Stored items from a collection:
>>
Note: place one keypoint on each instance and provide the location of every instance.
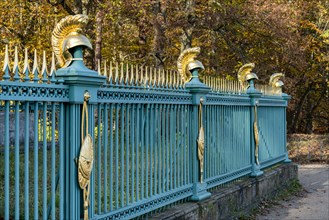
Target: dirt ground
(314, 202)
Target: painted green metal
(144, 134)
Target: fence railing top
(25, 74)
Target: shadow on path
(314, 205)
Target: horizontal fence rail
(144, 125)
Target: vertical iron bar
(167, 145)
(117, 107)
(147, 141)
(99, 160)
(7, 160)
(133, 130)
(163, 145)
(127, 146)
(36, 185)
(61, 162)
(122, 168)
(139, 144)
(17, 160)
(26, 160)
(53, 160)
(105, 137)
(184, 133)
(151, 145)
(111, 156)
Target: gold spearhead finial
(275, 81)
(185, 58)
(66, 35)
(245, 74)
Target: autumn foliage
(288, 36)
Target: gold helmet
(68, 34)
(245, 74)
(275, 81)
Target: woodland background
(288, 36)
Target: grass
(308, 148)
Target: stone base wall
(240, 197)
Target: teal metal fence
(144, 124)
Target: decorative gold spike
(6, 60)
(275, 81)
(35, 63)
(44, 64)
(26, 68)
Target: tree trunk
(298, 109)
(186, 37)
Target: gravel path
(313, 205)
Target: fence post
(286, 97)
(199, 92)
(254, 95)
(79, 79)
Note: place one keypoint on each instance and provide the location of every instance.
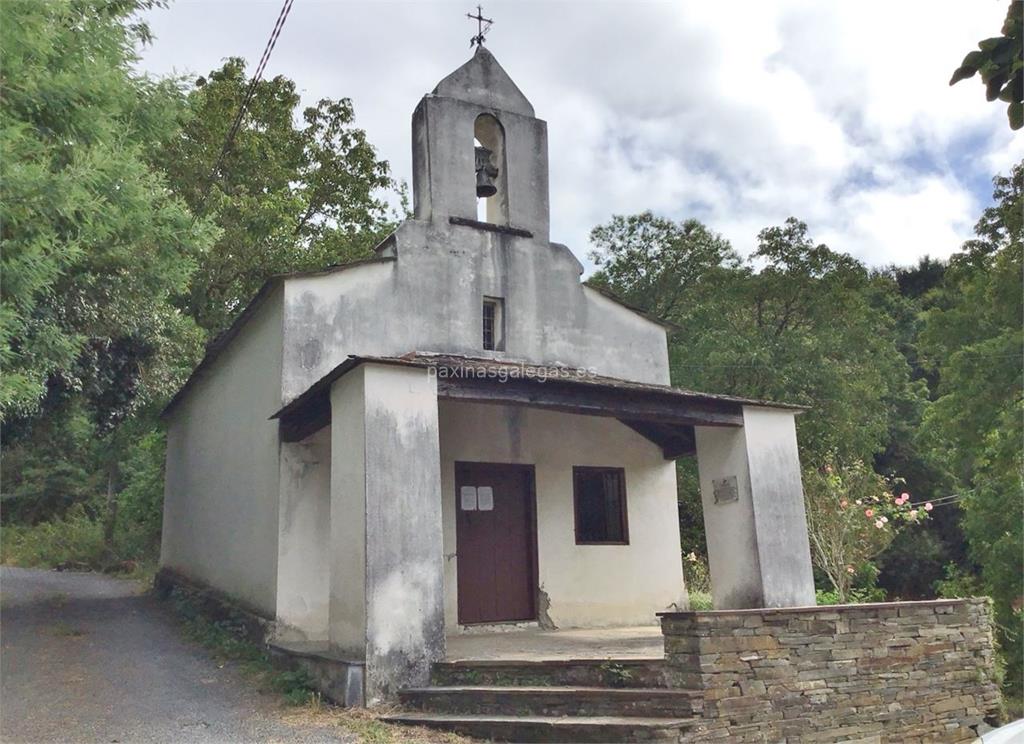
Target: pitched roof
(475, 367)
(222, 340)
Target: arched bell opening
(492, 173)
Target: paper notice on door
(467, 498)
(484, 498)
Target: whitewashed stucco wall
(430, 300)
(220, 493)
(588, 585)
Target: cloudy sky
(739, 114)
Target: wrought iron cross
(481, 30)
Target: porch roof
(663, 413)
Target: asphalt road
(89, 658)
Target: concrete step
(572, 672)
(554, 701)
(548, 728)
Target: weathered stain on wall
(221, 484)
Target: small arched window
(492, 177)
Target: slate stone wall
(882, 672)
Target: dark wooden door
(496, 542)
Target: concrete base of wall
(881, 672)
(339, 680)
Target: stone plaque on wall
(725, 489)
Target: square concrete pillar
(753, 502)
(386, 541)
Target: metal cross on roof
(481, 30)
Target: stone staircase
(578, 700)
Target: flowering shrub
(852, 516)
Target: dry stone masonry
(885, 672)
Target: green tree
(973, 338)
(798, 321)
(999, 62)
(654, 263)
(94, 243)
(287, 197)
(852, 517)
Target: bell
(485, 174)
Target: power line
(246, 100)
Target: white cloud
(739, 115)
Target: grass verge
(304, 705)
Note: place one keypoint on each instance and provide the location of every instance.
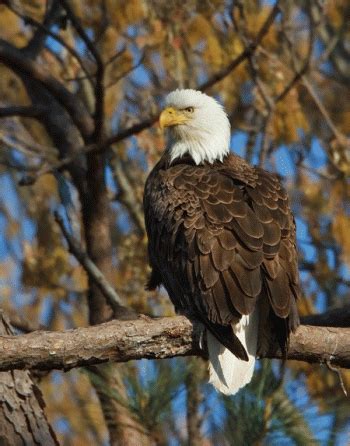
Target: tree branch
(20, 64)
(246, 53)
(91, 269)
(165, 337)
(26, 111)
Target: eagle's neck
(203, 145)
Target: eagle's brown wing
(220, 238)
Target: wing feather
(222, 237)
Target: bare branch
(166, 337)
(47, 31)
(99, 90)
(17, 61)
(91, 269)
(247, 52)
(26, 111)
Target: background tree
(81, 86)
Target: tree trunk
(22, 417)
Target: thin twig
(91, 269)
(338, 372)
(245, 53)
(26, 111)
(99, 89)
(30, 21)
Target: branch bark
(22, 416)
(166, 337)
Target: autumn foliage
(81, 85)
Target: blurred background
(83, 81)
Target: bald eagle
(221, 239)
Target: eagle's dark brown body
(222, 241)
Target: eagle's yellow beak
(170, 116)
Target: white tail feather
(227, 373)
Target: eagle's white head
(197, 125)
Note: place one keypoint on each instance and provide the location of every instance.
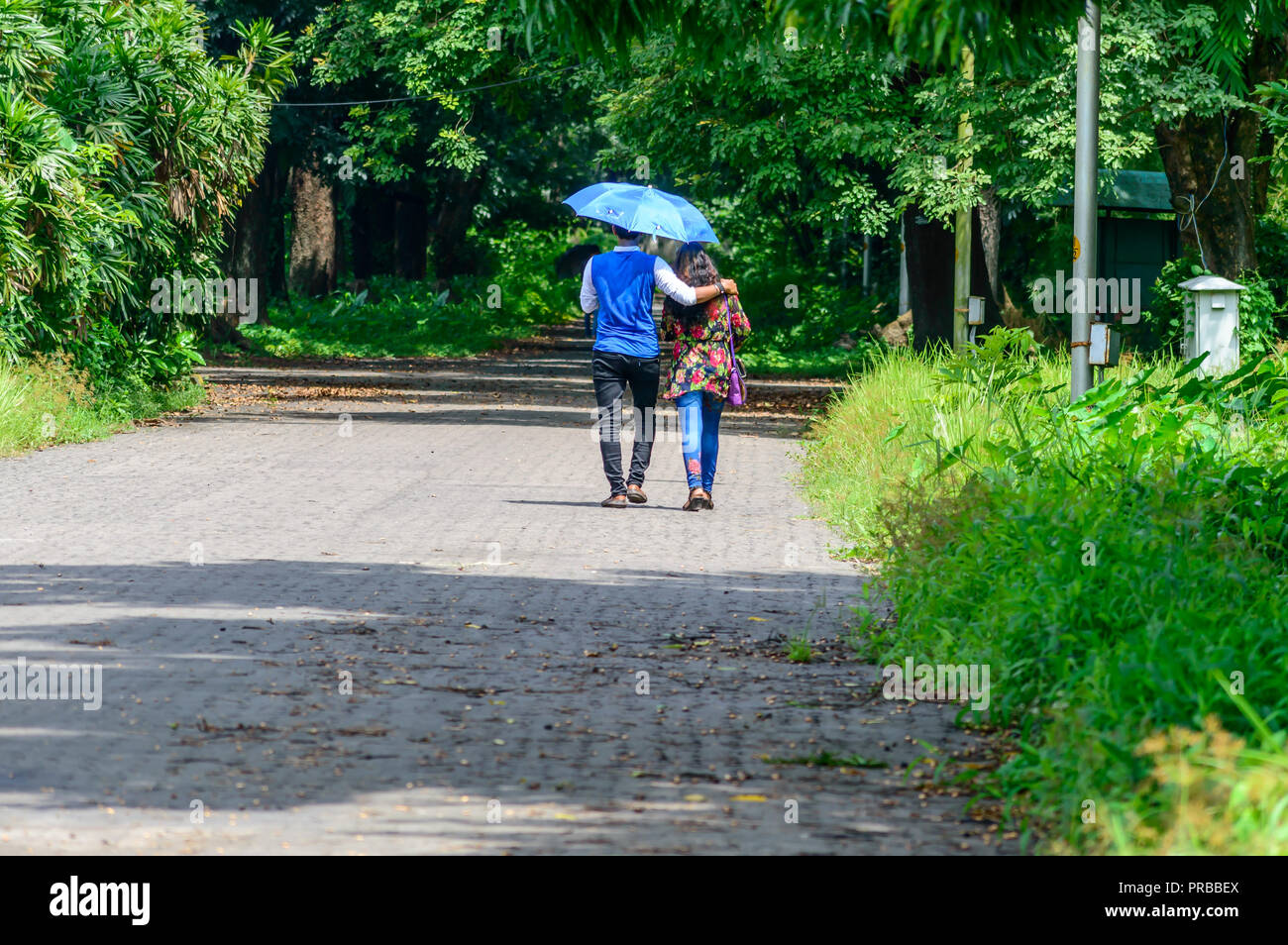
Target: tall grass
<<
>>
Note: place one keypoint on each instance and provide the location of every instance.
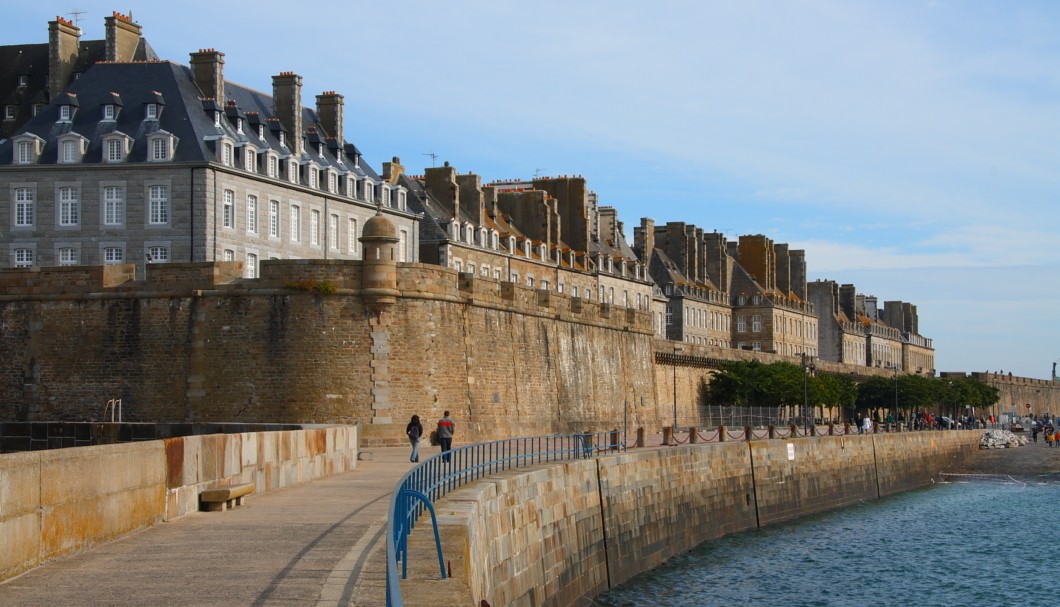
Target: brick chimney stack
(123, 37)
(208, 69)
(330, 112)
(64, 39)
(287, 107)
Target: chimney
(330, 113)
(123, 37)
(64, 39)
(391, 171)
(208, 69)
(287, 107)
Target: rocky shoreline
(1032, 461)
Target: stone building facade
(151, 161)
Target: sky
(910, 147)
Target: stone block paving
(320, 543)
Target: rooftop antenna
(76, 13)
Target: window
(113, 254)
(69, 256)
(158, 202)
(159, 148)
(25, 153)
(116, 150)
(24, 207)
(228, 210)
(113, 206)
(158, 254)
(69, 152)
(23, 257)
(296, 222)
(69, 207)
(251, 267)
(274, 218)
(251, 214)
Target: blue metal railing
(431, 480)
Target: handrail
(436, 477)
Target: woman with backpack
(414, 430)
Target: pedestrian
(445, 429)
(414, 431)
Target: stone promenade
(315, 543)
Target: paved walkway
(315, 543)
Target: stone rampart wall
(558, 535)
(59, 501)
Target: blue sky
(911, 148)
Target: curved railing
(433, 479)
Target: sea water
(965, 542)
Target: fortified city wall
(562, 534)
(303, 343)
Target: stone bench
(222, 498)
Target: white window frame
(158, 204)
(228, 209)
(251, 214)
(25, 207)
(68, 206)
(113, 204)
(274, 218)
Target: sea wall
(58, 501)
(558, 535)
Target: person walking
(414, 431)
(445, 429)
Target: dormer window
<<
>>
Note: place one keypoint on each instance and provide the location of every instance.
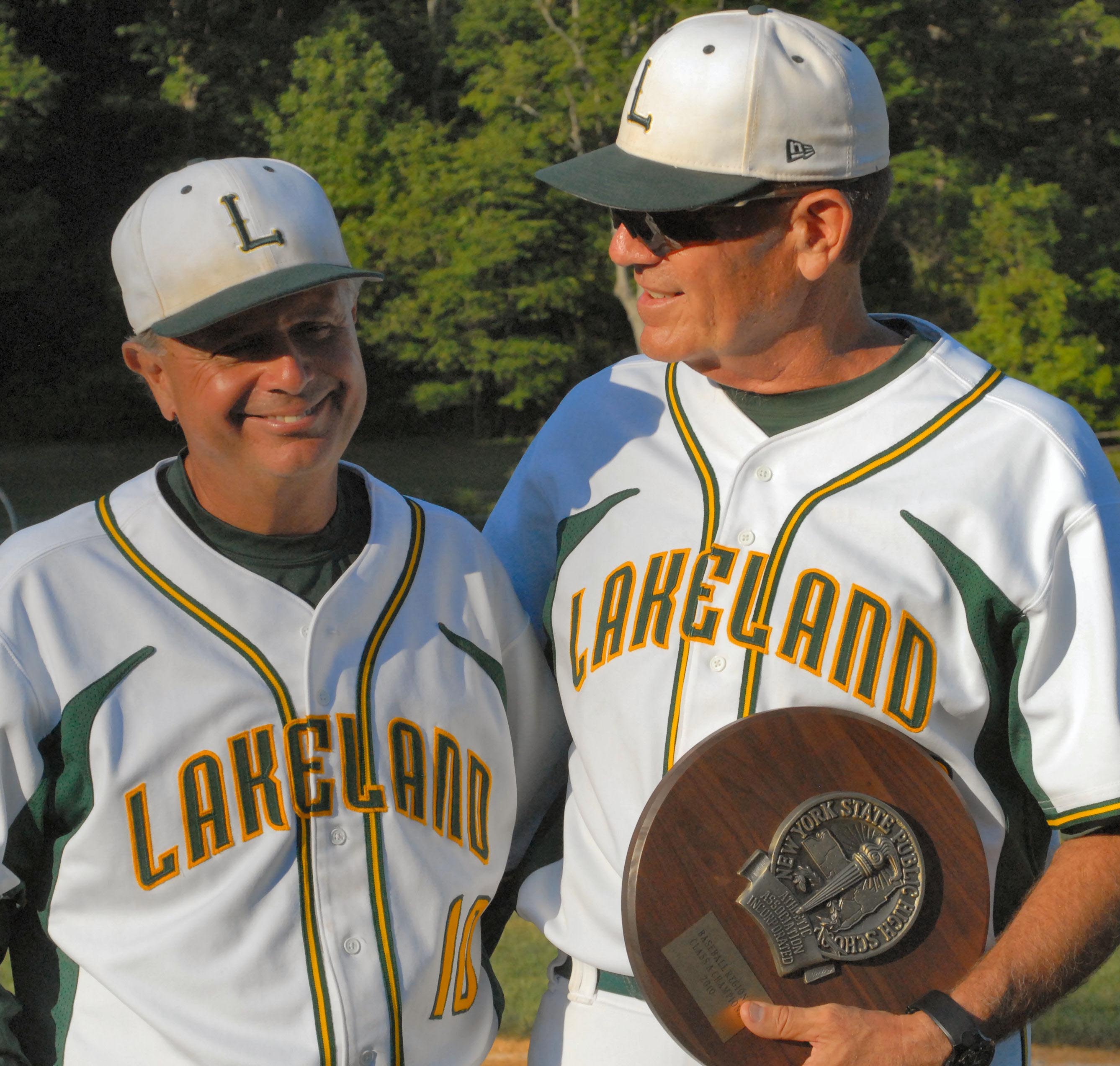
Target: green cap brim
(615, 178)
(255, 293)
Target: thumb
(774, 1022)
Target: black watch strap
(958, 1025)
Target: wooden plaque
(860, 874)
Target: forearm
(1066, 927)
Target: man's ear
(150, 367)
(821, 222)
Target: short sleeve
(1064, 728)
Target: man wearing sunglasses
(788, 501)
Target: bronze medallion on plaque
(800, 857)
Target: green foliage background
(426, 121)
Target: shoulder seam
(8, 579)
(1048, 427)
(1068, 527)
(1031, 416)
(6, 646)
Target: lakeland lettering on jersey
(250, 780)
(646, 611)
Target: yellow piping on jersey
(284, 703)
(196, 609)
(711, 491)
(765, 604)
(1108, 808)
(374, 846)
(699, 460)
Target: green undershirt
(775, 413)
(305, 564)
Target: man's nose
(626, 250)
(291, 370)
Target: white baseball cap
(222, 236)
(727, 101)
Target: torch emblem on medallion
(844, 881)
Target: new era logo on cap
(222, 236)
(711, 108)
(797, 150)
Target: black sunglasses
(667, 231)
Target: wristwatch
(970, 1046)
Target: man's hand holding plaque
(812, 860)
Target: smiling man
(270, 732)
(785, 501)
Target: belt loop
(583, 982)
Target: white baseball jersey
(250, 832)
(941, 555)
<<
**Task instructions:** Output everything from the line containing "Target: sea wall" down to the line containing "Target: dormer window", both included, as a Markdown table with the columns Number and Record line. Leave out any blank lines.

**Solution:**
| Number | Record line |
|---|---|
| 1 | Target: sea wall |
| 2 | (58, 501) |
| 3 | (558, 535) |
| 4 | Target: person walking |
| 5 | (414, 431) |
| 6 | (445, 429) |
| 7 | Target: dormer window |